Dataset records:

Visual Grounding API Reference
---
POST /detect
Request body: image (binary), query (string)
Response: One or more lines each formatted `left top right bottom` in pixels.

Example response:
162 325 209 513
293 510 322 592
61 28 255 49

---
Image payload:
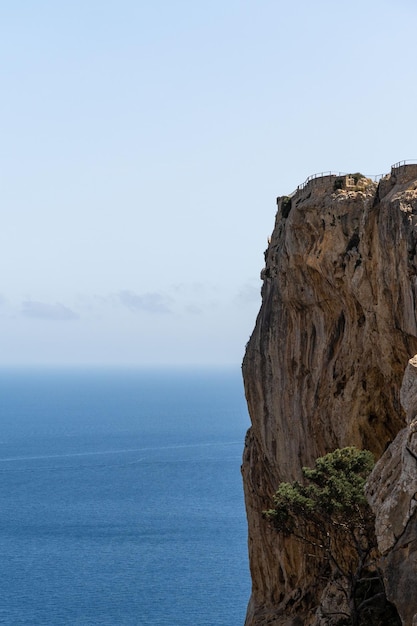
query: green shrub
264 447 401 626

Given request:
Please reproduce every line of the material above verbatim, leaving out the picture.

Result of the task:
Visual Grounding API Reference
---
POST /detect
Request body: image (binary), query (string)
Response: One or more lines each formatted `left top right bottom` in pixels.

Example response:
162 325 209 513
293 510 322 592
61 28 255 49

---
Image payload:
query: green shrub
264 447 401 626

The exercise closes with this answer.